§ Work to be completed
Reproduce, word for word, the stretch of items from the line containing "Your task is to locate every instance of distant" through the line containing "(353, 328), (380, 342)", both lines included.
#####
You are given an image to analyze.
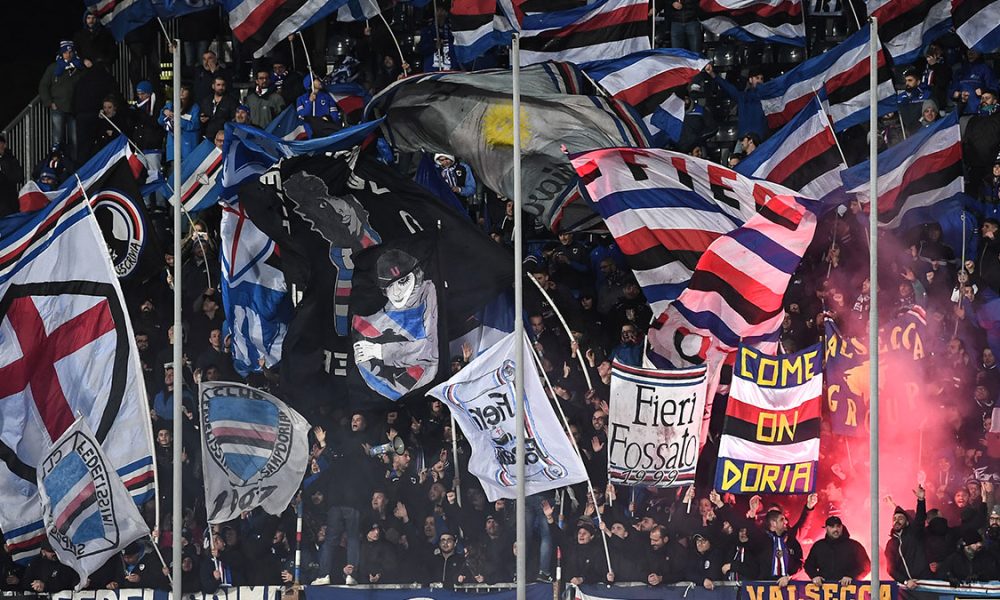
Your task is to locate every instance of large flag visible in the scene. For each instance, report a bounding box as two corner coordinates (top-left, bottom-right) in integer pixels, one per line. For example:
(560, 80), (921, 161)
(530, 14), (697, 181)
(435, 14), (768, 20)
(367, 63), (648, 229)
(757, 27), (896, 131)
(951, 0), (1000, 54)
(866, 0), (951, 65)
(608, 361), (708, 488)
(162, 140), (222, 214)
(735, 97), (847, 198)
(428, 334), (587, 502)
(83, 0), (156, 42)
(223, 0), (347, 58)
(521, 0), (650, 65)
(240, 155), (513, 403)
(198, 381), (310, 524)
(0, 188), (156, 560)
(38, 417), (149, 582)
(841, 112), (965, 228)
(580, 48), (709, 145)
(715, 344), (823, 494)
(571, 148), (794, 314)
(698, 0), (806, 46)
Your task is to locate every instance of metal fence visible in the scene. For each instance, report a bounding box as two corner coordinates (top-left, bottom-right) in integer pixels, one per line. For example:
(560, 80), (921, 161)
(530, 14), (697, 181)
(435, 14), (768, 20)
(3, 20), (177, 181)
#####
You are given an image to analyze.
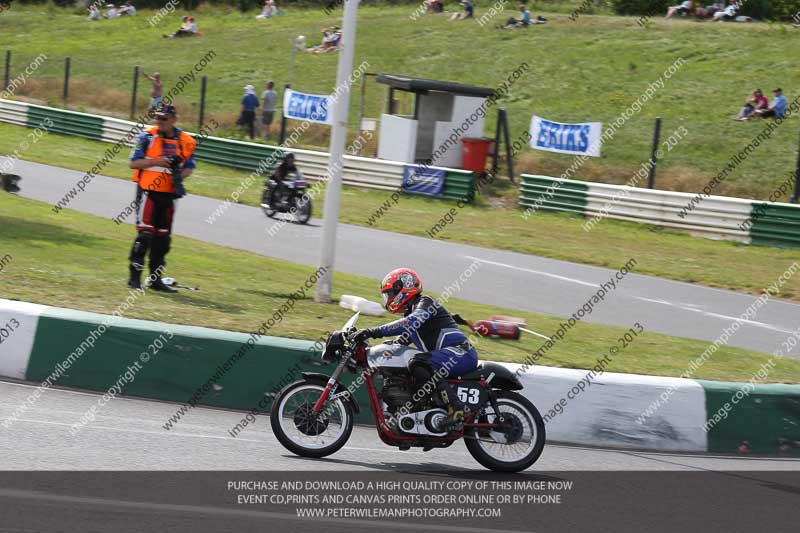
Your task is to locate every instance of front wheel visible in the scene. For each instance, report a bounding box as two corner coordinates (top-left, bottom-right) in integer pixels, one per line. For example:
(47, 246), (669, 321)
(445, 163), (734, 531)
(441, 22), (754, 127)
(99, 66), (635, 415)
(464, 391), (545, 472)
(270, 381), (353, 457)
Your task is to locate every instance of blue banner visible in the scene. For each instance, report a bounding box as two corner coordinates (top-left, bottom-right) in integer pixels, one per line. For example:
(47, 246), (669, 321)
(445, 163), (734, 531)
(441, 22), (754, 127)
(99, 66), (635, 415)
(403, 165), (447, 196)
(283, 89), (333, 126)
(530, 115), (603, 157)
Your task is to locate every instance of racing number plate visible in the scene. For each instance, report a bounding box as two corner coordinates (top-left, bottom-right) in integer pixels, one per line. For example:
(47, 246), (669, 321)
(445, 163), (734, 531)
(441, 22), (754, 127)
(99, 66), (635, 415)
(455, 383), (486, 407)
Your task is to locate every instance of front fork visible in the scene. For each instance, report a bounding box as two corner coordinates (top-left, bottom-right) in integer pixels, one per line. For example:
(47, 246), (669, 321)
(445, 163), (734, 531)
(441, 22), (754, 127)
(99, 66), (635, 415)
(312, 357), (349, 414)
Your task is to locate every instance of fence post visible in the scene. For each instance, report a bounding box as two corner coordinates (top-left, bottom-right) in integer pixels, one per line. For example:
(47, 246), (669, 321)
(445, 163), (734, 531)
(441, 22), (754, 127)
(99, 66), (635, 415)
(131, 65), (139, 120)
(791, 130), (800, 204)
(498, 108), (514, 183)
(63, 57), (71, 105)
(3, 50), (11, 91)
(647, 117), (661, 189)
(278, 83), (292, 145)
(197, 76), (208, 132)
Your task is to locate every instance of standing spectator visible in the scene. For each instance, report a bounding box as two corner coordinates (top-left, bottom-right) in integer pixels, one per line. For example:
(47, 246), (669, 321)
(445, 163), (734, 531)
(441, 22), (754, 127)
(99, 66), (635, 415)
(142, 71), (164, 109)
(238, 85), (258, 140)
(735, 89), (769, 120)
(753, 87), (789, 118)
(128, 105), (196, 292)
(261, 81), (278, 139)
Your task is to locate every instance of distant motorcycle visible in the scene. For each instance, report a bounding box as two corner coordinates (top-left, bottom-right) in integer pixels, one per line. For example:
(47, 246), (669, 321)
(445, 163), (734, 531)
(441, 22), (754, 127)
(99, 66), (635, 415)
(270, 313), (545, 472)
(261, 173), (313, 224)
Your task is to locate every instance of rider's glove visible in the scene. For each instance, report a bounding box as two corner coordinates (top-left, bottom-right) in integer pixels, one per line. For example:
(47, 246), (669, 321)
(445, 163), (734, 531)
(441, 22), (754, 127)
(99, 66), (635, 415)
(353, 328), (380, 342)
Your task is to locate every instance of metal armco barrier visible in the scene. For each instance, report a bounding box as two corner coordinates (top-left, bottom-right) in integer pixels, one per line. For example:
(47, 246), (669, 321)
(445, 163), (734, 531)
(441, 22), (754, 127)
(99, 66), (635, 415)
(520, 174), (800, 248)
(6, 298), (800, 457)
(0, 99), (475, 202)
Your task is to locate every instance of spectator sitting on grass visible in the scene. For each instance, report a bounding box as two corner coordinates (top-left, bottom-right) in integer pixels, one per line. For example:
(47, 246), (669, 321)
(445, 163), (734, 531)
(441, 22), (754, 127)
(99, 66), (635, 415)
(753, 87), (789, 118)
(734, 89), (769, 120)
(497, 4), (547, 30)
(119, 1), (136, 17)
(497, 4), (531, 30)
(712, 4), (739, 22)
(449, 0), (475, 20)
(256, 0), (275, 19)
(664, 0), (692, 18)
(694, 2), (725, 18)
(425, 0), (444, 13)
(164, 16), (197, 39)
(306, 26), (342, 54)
#####
§ Result of this exercise
Your task is to locate every instance of distant motorcycle visible in the scene. For each instance, report a bounding box as two corner coordinates (top-left, bottom-right) in integer pixels, one per line. For example:
(47, 246), (669, 321)
(445, 163), (734, 531)
(441, 22), (754, 127)
(99, 66), (635, 415)
(270, 313), (545, 472)
(261, 173), (313, 224)
Your task is to locate every instance of rider's glove visible in the scene. For each instance, report a bounding box as two corner coordinates (top-left, bottom-right) in integer pixels, one per line. For example:
(47, 246), (669, 321)
(445, 163), (734, 531)
(441, 22), (754, 127)
(99, 66), (635, 415)
(353, 328), (380, 342)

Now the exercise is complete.